→ **Exercise requirements**:
Output each line of the data word for word, from the first through the line that holds "TARGET: the shadow on grass", and leave off whatever follows.

[Material for the task — start]

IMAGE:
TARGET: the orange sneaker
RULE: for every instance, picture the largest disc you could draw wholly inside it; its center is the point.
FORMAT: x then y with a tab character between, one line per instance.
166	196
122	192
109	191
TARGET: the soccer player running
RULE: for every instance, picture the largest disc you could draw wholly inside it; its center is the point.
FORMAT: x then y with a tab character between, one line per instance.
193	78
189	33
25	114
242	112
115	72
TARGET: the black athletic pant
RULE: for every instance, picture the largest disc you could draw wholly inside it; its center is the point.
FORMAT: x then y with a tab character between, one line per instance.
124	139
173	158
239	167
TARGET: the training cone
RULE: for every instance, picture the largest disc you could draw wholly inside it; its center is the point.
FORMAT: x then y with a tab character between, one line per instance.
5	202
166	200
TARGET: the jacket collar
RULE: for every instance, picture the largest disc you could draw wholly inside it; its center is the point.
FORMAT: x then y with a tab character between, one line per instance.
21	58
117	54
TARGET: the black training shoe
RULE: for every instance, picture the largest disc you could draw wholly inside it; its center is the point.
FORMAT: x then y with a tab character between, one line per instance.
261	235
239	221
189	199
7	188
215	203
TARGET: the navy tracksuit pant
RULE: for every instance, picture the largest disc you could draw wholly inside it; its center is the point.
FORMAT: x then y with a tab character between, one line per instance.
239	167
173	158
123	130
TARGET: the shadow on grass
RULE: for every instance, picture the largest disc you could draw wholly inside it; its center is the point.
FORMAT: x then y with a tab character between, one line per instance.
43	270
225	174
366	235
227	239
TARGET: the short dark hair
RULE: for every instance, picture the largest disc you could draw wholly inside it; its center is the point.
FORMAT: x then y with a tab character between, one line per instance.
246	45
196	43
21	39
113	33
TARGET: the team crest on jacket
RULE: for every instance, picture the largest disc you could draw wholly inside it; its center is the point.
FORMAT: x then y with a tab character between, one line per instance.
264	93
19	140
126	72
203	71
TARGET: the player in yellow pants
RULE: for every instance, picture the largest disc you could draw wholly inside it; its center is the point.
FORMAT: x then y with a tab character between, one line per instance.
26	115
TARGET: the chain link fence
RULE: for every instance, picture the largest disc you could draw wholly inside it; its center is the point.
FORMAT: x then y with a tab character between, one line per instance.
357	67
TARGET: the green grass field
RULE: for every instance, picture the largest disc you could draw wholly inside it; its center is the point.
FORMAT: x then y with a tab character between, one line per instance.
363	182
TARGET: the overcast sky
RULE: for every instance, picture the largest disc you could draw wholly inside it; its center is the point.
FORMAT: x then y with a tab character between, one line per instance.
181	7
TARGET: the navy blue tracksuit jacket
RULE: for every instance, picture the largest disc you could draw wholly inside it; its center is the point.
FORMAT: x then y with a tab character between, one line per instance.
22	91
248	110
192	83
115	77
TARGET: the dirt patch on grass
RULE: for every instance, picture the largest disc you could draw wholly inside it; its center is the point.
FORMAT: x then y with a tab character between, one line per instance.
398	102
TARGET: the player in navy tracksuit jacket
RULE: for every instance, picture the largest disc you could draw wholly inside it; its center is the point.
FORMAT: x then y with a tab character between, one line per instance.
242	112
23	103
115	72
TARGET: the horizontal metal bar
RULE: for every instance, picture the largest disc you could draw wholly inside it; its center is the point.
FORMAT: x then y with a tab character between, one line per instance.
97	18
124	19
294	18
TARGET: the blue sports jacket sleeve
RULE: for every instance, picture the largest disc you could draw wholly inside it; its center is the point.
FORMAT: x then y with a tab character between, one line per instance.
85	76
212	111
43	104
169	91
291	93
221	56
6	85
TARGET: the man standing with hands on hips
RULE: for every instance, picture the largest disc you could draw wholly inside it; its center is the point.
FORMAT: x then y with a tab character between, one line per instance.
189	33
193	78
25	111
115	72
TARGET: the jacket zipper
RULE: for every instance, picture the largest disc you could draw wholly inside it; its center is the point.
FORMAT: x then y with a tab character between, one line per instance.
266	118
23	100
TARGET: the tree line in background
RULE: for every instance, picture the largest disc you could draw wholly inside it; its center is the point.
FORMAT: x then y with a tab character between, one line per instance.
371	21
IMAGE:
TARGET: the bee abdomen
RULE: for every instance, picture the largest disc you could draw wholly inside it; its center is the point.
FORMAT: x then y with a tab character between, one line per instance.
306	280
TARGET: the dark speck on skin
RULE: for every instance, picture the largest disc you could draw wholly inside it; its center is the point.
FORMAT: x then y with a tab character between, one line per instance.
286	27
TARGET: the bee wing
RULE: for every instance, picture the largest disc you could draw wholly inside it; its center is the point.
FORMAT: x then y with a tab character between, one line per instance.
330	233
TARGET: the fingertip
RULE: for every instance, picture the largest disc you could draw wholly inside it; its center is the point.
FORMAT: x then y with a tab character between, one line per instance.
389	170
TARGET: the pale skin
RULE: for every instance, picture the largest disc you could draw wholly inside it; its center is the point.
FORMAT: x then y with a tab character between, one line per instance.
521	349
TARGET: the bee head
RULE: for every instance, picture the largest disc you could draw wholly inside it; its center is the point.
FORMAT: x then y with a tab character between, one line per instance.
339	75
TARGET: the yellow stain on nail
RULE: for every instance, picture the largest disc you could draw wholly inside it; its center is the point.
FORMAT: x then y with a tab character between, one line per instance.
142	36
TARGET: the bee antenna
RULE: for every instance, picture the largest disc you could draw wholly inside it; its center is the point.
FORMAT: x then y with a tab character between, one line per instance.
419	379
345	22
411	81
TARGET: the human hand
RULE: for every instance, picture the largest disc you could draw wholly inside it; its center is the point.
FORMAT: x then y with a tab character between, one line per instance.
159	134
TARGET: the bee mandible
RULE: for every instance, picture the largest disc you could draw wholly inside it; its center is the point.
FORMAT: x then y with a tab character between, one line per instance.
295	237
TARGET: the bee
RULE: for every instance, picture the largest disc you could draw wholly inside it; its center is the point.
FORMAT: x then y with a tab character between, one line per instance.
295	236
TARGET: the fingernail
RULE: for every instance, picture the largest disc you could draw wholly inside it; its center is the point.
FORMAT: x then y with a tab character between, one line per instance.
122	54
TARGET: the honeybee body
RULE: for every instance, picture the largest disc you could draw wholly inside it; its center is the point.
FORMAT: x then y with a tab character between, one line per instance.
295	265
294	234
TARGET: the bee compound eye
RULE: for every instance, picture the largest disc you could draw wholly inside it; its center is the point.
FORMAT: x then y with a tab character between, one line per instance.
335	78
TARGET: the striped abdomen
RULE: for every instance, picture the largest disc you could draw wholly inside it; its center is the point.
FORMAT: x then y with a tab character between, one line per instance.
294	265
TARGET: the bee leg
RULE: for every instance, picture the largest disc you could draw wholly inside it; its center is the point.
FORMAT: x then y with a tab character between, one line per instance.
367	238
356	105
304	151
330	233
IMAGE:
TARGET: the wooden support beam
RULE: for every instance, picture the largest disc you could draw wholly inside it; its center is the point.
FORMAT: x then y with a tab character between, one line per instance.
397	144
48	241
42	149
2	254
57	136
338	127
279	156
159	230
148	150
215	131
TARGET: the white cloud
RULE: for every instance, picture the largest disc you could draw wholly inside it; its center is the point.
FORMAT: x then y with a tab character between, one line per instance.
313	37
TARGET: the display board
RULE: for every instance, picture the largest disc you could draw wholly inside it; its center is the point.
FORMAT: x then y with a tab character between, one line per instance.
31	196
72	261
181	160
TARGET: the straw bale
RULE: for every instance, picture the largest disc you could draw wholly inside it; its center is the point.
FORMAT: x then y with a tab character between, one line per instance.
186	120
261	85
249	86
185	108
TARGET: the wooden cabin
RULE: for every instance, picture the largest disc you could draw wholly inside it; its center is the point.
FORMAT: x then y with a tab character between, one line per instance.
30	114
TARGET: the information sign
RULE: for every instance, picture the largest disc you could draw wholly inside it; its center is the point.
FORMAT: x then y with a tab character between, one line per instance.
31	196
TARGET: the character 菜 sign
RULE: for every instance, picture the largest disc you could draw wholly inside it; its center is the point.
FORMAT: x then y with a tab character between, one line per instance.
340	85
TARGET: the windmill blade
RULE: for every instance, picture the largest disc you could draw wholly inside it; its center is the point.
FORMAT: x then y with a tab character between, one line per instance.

[Material for the task — finish]

→ **Answer**:
IMAGE:
TARGET: the orange sneaker
RULE: for every instance, picture the largest disc you could draw wholly inside it; its center is the point.
FORMAT: x then y with a tab character between, one line per instance.
166	196
122	192
109	191
TARGET: the soccer player running
RULE: for every instance, picture the largest disc you could draw wholly inside it; its center is the point.
FORMAT: x then y with a tab character between, one line per instance.
193	78
189	33
25	114
242	112
115	72
TARGET: the black athletic pant
RULE: for every instance, picture the largest disc you could draw wholly inside it; its center is the point.
FORMAT: x then y with a tab character between, one line per instance.
124	139
173	158
239	167
TARGET: the training cone
RULE: for every instance, picture the largest disc you could draw wholly inside it; its center is the point.
FORMAT: x then y with a tab character between, one line per instance.
5	202
166	200
TARGET: the jacket collar
RULE: for every instance, picture the largest disc you could draw wholly inside it; its center is the point.
FORMAT: x then y with a tab character between, one line per instance.
21	58
117	54
TARGET: the black training shoe
RULE: for every instance, picture the largest disc you could draw wholly inside it; its center is the point.
FORMAT: x then y with a tab character between, one line per instance.
261	235
239	221
189	199
7	188
215	203
TARGET: the navy tracksuit pant
RULE: for every instance, picture the largest disc you could draw wholly inside it; its center is the point.
FORMAT: x then y with a tab character between, one line per instance.
239	167
173	158
123	130
TARGET: the shadow on grass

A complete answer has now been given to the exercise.